* [WORK ITEM] Transcribe exactly the line containing "the twig, the" and every line after it, through the end of the records below.

═════ INPUT ═════

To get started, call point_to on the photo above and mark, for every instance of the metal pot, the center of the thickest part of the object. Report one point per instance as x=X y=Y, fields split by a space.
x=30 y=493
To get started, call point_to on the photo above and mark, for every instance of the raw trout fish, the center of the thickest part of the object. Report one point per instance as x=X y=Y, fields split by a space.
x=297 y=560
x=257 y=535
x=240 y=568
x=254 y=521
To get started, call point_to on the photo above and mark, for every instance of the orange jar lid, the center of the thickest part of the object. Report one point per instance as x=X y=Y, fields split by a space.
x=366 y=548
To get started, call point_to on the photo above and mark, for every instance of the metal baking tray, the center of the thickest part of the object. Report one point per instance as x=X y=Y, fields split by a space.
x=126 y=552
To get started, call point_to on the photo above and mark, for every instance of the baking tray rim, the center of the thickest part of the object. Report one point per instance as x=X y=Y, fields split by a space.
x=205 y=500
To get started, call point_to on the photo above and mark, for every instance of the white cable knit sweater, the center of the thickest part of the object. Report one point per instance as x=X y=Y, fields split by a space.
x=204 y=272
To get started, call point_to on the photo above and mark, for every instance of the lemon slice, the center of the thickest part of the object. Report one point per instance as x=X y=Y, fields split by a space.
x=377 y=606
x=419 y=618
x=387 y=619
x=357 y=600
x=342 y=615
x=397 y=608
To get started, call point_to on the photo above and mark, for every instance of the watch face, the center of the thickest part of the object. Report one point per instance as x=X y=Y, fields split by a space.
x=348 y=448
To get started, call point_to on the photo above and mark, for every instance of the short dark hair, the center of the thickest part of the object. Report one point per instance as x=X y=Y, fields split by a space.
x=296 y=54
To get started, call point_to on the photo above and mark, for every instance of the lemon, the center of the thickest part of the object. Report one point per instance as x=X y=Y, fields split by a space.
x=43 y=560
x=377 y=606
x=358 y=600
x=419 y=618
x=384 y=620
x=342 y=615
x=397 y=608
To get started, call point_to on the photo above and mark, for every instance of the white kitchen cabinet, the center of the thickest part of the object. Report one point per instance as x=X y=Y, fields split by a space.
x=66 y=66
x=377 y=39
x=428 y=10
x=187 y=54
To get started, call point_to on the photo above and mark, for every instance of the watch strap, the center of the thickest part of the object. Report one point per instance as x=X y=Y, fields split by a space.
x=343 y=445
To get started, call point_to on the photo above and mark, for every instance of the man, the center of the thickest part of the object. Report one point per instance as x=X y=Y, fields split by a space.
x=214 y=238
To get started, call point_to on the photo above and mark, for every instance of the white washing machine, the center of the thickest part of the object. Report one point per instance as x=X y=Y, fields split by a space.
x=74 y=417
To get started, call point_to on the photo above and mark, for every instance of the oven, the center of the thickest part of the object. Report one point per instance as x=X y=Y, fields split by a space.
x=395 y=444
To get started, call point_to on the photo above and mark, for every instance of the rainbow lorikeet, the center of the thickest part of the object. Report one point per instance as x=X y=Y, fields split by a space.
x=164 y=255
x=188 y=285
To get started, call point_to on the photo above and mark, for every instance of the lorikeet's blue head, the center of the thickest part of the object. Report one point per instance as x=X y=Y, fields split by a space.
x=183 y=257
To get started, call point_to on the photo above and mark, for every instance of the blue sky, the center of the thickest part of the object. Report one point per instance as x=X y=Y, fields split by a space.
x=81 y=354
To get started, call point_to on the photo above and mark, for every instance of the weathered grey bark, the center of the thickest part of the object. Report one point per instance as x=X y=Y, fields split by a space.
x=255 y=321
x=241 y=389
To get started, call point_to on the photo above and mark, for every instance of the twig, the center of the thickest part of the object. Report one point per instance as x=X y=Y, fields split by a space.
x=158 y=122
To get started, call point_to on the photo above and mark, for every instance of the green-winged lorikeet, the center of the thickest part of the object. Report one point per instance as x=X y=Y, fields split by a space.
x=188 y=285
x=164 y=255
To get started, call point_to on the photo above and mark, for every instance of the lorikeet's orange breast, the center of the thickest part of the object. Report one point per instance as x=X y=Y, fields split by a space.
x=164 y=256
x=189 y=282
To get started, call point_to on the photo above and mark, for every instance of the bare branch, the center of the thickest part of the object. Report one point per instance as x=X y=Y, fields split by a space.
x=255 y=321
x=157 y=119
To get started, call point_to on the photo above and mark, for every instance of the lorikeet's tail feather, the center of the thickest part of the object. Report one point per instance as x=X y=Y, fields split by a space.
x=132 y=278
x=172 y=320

═════

* [ANSWER FOR THE TASK]
To get started, call point_to on the photo above and mark, for every instance of the twig, the center of the thickest part of the object. Report one point per instance as x=X y=Y, fields split by a space.
x=158 y=122
To get started, call point_to on the photo above and mark, for every instance of the green-winged lorikeet, the center of the thickest part of the object. Report one point per instance as x=X y=Y, fields split by a space.
x=188 y=285
x=164 y=255
To get started, call point_to on the photo above and mark, for every instance of the lorikeet's orange breast, the center of the thickest part of the object. Report one point per instance as x=X y=Y, fields split by a space.
x=164 y=256
x=189 y=282
To get started, call point_to on the photo above and mark, for every instance of the bare branch, the center of the thickest part of the object. Report one point per instance as x=X y=Y, fields split by a space.
x=255 y=321
x=157 y=119
To get started, call point_to on the photo above and mark, for every instance of the lorikeet's tail feather, the center of the thickest part of the object. Report one point per instance as x=X y=Y, fields split by a space.
x=132 y=278
x=172 y=320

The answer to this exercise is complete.